━━━ Extract provided

Additionally a time course study of tumor cell lysis also corroborated in FIG. 9 the finding of higher efficiency similar to of FIGS. 7-8. FIG. 10 shows that Tumor killing is accompanied by cytokine upregulation.

Example 5. Inclusion of an Extracellular Domain or Portion Thereof from the Protein Contributing the TM Domain Increases Expression of the CFP

In an exemplary study concerning improving expression of the CFP constructs, it was found that inclusion of the extracellular domain of related TM domain augments expression of the CFP, whereas constructs lacking the extracellular domain (designated as a AExtracellular domain construct or a TM-cyto construct, both referring to the same construct) have lower expression (FIG. 5, FIG. 6A-6B). In FIGS. 6A and 6B, HER2-NKp44 and HER2-NKp46 comprise an extracellular domains of NKp44 or NKp46 respectively, full length (FL)). This shows that inclusion of the ectodomain increased the robustness of expression of the In a further study, it was seen that about 18-20 amino acids from the extracellular domain next to the TM domain (referred to as ectodomain, or ectoTMcyto constructs) was capable of inducing the higher expression effect. (FIG. 11A-FIG. 11B). For a construct with NKp30 TM domain, having a full length extracellular portion (e.g. NKp30 full length, FL constructs) improves expression of the CFP in NK cells more than having the short extracellular segment (referred to as NKp30ctoTMcyto); and having NKp30ctoTMcyto improved expression over a nonspecific linker between the TM domain and the extracellular antigen binding domain (e.g., anti-TROP2 scFv or anti-HER scFV) improves expression of the CFP in NK cells. As shown in FIG. 11C, the change in expression level roughly correlated with killing of tumor cells in vivo. Additionally, upon HER2 stimulation and activation of the CFP receptor, the NK cells expressing the constructs with the short extracellular domains exhibited high NF-kappaB activity (FIG. 11D). This indicates potent signaling through the intracellular domain in case of the CFPs that have retained a portion of the extracellular domain of the corresponding TM domain. Without wishing to be bound by a theory, it may be possible that the presence of the short extracellular domain further facilitates activation of the CFP receptor.

Example 6. Impact of Hinge Region in Expression and Function of the CFP

In an exemplary study the impact of the hinge domain on the expression and function of the CFP was evaluated. FIG. 12A shows an array of hinge domains tested, with the lengths and structural nature of the hinge domains. Data demonstrated in FIGS. 12B-12D on the influence of hinge parameters on exemplary CD16 based CFPs indicate that the hinge region influences CAR expression and function. Longer, flexible hinges enable binding to membrane proximal antigen. Also, different hinges result in different oligomerization state. Additionally, inclusion of CD4 hinge improved Fcγ chain dependent expression in liver cell line, Huh7 (FIG. 12B). Additionally, an assessment of duration of receptor expression post translation was tested, and compared with a construct with no hinge versus CD4 hinge domain or no hinge versus CD8 hinge (FIG. 12C). It was seen that inclusion of a CD4 hinge domain improved Fc-gamma receptor dependent expression in NK cells. Additionally FIG. 12D shows that having the CD4 hinge domain included in the CFP construct increased both expression and tumoricidal activity.

Example 7. T Cell-Specific Receptor Generation and Characterization

In an exemplary study using an anti-CD19 CFP generated for T cell-specific expression, the construct comprises an scFv that can bind to CD19 antigens, and a CD3a TM domain (FIG. 13, left). The CFP was expressed in T cells and the cells demonstrated potent killing of CD19+ Raji cells, when co-cultured (FIG. 13, right).

Taken together, these studies demonstrate successful expression and functionality of the newly designed CFP constructs for cell type-specific expression in vivo, and can be developed for delivery and in vivo application.

━━━━━━
━━━ Information given

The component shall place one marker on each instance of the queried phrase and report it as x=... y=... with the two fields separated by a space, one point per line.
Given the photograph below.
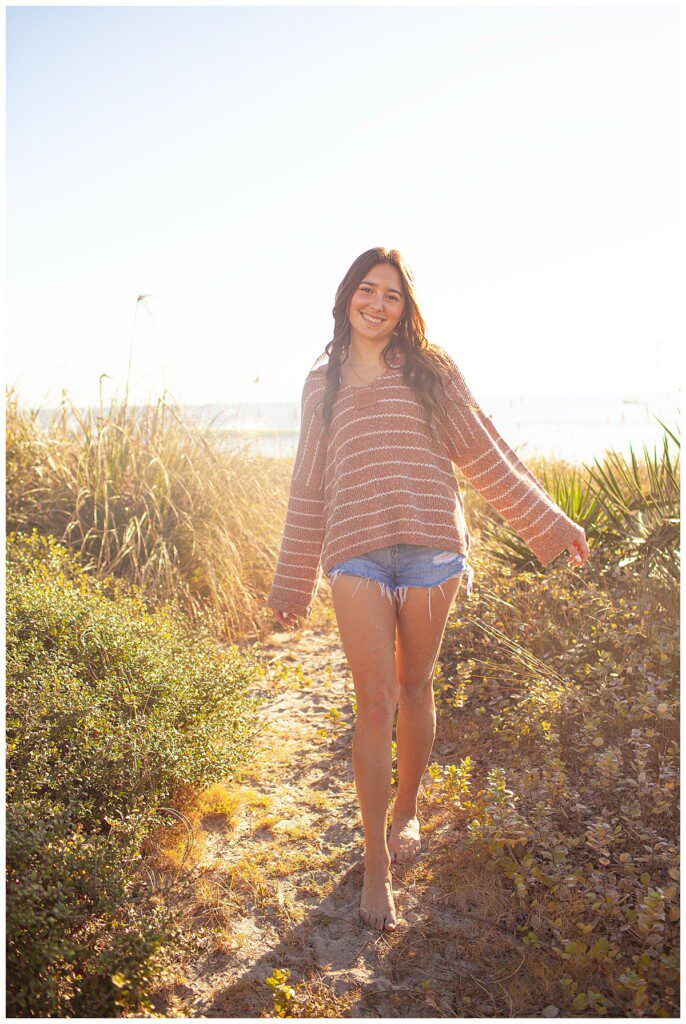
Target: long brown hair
x=423 y=363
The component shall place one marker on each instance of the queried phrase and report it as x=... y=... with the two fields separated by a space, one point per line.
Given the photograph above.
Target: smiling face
x=377 y=303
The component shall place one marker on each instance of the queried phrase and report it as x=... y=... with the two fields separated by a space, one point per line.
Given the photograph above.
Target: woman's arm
x=298 y=568
x=498 y=473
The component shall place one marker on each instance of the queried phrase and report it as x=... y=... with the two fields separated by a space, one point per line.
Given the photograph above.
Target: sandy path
x=286 y=872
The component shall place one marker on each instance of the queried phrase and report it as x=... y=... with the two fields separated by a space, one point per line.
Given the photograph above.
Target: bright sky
x=231 y=162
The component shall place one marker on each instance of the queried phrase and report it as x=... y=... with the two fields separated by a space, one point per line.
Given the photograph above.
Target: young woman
x=376 y=504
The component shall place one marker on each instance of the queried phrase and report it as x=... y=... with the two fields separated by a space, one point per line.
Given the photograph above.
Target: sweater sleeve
x=498 y=473
x=298 y=569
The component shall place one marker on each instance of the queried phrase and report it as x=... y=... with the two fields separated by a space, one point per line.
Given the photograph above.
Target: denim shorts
x=402 y=565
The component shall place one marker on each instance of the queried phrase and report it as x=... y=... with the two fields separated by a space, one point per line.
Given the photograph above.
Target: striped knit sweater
x=380 y=479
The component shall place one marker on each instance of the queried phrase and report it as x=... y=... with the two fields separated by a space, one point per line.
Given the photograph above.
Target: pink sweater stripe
x=380 y=479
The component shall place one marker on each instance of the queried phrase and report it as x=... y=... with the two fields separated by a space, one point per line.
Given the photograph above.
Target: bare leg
x=419 y=640
x=367 y=624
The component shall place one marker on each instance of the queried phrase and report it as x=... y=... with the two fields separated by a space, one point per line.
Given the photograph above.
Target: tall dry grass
x=153 y=498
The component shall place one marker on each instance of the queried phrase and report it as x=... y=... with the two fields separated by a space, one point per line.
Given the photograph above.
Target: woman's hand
x=287 y=619
x=579 y=549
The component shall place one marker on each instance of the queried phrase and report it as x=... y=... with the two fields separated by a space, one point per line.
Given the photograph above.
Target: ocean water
x=577 y=428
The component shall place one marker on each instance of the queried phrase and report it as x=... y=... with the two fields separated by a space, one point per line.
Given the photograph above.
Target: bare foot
x=403 y=842
x=376 y=905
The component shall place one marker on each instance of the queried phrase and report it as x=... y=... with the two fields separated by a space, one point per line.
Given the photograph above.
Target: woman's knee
x=376 y=706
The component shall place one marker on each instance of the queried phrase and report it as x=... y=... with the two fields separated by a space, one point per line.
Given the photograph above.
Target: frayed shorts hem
x=399 y=593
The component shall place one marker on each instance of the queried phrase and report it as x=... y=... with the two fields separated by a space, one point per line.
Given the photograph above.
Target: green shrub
x=113 y=709
x=567 y=683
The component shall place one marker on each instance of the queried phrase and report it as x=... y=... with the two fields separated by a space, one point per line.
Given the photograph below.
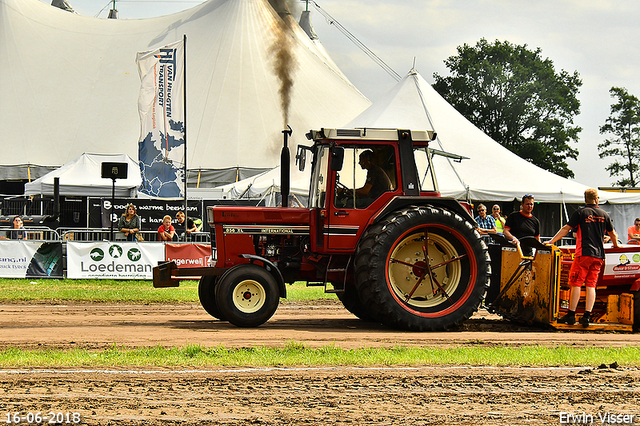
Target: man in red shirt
x=591 y=222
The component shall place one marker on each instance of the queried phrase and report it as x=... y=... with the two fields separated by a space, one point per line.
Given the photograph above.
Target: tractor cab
x=356 y=173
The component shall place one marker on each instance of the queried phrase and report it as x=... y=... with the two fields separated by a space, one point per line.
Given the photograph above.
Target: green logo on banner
x=97 y=255
x=115 y=251
x=134 y=254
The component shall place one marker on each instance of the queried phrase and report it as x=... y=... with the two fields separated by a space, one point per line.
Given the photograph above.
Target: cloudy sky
x=600 y=39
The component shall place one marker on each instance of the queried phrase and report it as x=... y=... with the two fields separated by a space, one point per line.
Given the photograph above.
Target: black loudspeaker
x=114 y=170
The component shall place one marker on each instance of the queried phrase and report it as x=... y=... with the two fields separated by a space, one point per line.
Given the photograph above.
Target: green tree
x=518 y=99
x=624 y=146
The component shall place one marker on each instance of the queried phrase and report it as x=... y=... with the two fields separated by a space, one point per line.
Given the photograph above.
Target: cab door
x=348 y=209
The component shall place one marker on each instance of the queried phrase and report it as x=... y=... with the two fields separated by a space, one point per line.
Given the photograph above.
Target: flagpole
x=184 y=105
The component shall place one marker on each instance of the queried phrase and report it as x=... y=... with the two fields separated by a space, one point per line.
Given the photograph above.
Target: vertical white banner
x=162 y=121
x=111 y=260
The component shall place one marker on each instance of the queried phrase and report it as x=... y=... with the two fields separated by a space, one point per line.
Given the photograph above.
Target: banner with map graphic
x=161 y=147
x=113 y=260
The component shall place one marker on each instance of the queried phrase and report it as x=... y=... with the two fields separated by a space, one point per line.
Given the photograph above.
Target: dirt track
x=416 y=395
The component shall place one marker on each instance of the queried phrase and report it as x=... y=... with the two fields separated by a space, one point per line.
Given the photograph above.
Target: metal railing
x=104 y=234
x=38 y=233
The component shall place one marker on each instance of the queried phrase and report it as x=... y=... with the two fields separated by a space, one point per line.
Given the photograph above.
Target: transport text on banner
x=161 y=148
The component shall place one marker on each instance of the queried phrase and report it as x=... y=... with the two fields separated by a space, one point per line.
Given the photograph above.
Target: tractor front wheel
x=247 y=295
x=207 y=295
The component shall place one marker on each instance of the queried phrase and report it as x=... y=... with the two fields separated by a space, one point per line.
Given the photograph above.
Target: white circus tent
x=70 y=85
x=82 y=178
x=491 y=172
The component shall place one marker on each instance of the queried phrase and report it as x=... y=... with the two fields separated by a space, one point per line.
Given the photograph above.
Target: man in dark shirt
x=523 y=224
x=184 y=227
x=591 y=223
x=377 y=181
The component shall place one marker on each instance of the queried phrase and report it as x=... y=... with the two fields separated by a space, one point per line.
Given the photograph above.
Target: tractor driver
x=377 y=181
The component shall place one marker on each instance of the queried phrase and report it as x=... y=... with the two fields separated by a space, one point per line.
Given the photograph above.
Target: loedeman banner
x=30 y=259
x=162 y=124
x=112 y=260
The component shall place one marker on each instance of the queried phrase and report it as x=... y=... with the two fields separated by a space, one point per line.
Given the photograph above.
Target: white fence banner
x=113 y=260
x=30 y=259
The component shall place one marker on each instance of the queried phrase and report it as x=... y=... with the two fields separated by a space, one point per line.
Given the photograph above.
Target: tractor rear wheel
x=207 y=295
x=422 y=269
x=247 y=295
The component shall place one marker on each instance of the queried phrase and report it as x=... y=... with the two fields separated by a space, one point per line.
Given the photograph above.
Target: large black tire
x=207 y=295
x=352 y=303
x=393 y=270
x=247 y=295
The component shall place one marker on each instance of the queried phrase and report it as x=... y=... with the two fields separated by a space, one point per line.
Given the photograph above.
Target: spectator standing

━━━━━━

Problem to solve :: In the excerpt above on CFP constructs, reproduce word for word the part between "Additionally a time" and "by cytokine upregulation.", inclusive.

Answer ::
Additionally a time course study of tumor cell lysis also corroborated in FIG. 9 the finding of higher efficiency similar to of FIGS. 7-8. FIG. 10 shows that Tumor killing is accompanied by cytokine upregulation.